Troubleshoot scalability and performance issues

Available in VPC

You might run into the following problems when using Ncloud Kubernetes Service. Find out causes and possible solutions.

Scale In/Out not occurring after setting Cluster Autoscaler

Cluster Autoscaler is enabled, but Scale In/Out does not occur.

Cause

Nodes are increased when there are unscheduled pods due to insufficient resources within Cluster Autoscaler clusters, and nodes are reduced when usage for a certain node is low for a certain time. High pod load alone does not increase the number of nodes if resource request is not made.

Autoscaler proceeds with Scale In/Out when the following conditions are met:

Conditions for Scale In
- When the pod is waiting in Pending status
- When the node does not have sufficient resources to accommodate the pod
Conditions for Scale Out
- When the node's pod may be scheduled to other nodes
- When a specific node is not used for a certain period or maintains low resource usage

Cluster Autoscaler may not operate for various reasons, so you must check detailed causes.

### [Short problem a]
According to the troubleshooting page on scalability and performance, when does high pod load alone fail to increase the number of nodes?

### [The input]

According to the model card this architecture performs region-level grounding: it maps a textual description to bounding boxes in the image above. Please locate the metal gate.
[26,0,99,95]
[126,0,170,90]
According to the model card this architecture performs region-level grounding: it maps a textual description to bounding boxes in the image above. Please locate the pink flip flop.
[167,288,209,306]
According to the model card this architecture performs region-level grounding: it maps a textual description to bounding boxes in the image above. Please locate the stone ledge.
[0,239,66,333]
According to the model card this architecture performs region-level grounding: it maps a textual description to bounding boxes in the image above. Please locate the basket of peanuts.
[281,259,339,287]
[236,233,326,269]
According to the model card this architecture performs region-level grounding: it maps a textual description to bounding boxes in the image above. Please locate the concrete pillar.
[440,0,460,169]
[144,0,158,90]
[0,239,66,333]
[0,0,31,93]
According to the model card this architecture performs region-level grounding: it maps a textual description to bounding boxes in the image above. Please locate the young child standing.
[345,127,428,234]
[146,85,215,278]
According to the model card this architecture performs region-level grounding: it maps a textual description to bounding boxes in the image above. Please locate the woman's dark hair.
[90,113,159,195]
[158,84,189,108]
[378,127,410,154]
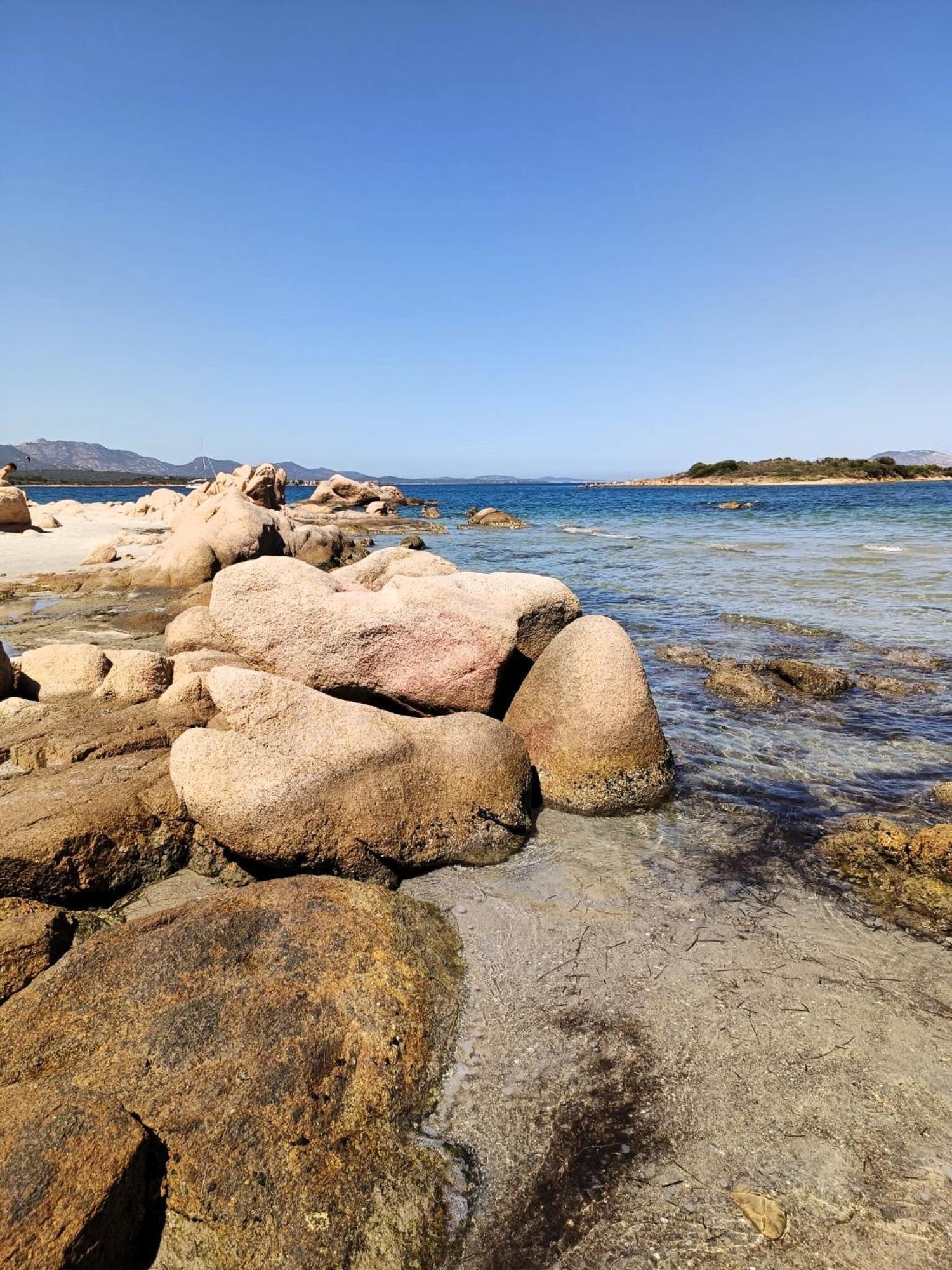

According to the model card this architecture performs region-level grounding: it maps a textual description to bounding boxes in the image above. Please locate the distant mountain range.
[873,450,952,467]
[0,437,574,485]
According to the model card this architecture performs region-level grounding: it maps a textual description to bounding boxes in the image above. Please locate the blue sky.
[0,0,952,476]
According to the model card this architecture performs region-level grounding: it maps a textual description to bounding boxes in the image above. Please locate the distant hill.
[0,437,574,485]
[873,450,952,467]
[16,437,237,479]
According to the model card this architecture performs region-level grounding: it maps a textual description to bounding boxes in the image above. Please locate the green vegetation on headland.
[586,455,952,486]
[675,457,948,480]
[679,456,947,480]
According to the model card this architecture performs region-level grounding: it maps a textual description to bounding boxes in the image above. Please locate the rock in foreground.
[505,616,674,814]
[0,878,459,1270]
[0,751,192,903]
[171,667,532,883]
[209,560,517,714]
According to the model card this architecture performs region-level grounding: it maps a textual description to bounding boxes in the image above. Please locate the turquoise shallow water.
[20,483,952,838]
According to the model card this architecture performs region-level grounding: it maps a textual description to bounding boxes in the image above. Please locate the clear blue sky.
[0,0,952,476]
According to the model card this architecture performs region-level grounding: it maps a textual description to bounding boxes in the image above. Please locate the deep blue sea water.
[22,483,952,822]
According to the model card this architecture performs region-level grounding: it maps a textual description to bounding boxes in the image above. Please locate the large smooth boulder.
[135,489,287,587]
[0,1080,157,1270]
[386,572,581,662]
[209,560,517,714]
[0,878,461,1270]
[505,616,674,814]
[94,648,173,705]
[307,472,409,511]
[0,693,194,772]
[170,667,532,883]
[17,644,112,701]
[0,897,72,1001]
[124,488,185,521]
[284,518,357,569]
[165,605,225,657]
[336,546,457,591]
[0,485,30,528]
[0,751,192,903]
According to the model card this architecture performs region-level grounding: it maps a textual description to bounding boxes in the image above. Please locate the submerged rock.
[505,616,674,814]
[0,878,459,1270]
[819,815,952,935]
[171,668,532,883]
[765,657,856,701]
[462,507,528,530]
[209,560,517,714]
[704,658,781,710]
[656,644,717,671]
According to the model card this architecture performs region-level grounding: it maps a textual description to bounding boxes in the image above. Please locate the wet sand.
[404,805,952,1270]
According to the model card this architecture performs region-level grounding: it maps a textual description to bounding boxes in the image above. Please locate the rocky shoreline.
[0,465,952,1270]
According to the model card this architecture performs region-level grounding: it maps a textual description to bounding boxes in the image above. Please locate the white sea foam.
[704,542,754,555]
[556,525,645,542]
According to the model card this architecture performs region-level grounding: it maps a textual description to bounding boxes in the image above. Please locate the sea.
[20,483,952,848]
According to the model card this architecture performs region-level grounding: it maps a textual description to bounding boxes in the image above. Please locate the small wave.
[704,542,754,555]
[556,525,645,542]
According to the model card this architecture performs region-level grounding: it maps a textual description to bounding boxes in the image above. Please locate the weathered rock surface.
[0,898,72,1001]
[94,649,173,705]
[0,1081,152,1270]
[335,546,457,591]
[466,507,527,530]
[0,485,30,527]
[81,542,119,564]
[386,572,581,662]
[505,616,674,813]
[704,658,781,710]
[0,696,197,771]
[819,815,952,936]
[135,490,284,587]
[0,878,459,1270]
[308,474,410,509]
[209,560,517,714]
[17,644,110,701]
[165,605,220,657]
[0,752,192,903]
[656,644,717,671]
[765,657,856,700]
[171,668,532,883]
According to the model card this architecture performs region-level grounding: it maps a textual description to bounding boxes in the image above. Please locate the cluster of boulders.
[820,813,952,936]
[307,472,411,516]
[658,644,933,710]
[0,541,674,1270]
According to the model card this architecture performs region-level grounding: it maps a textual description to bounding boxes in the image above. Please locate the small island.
[586,455,952,489]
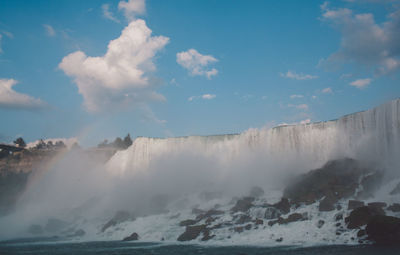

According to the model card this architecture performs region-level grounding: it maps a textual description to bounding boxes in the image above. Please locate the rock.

### [Short problem b]
Reproduce the records word for word, from their start through the line that contains "[16,437,237,479]", with both ends included, and leave the pictures out.

### [Output a]
When no resource request is made.

### [Output b]
According to the model card this architecture performs region-level grounding: it maps a textual description to bounding boxes in the image above. Please locate the metal gate.
[26,0,99,95]
[126,0,170,90]
According to the model card this architecture performs region-level grounding: it maps a textual description to bounding boxes in the image above. Please locate the pink flip flop.
[167,288,209,306]
According to the model card this architecture performs region-level grounding: it maps a textual description to bounding boxes in the image above. Please locate the stone ledge.
[0,239,66,333]
According to the model card this architecture performs region-level grounding: it maps a textual description to bounding boxes in the image above. Please locate the basket of peanuts.
[281,259,339,287]
[236,233,326,269]
According to the model card this architecture performs region-level grounding: it maps a textual description to bounding boxes in the image above. Please locate the concrete pillar.
[440,0,460,169]
[144,0,158,90]
[0,239,66,333]
[0,0,31,93]
According to the model card this architecture performs region-level grounding: it maps a textual description to bounding boxes in the image above. Please locate the young child standing.
[345,127,428,234]
[146,85,215,278]
According to the model card this architecture performs region-level grounding: it maps a textual description to bounding boxes in the image above. Please locate the woman's dark hair.
[90,113,159,195]
[158,84,189,108]
[378,127,410,154]

According to the model card this architecture performs region-level grounding: it maps a textual description to bounding boxes in the image above. Please locate the distant mountain range.
[873,450,952,467]
[0,437,574,485]
According to the model card this architecture performs region-level grounding: it maps a textual description to bounding boxes in the image above. Please locate the blue sky.
[0,0,952,476]
According to the model card this architecture performs region-level grounding: it maps a textual description to bounding boxes in the image above. Please locate the distant hill.
[0,437,574,485]
[873,450,952,467]
[16,437,237,479]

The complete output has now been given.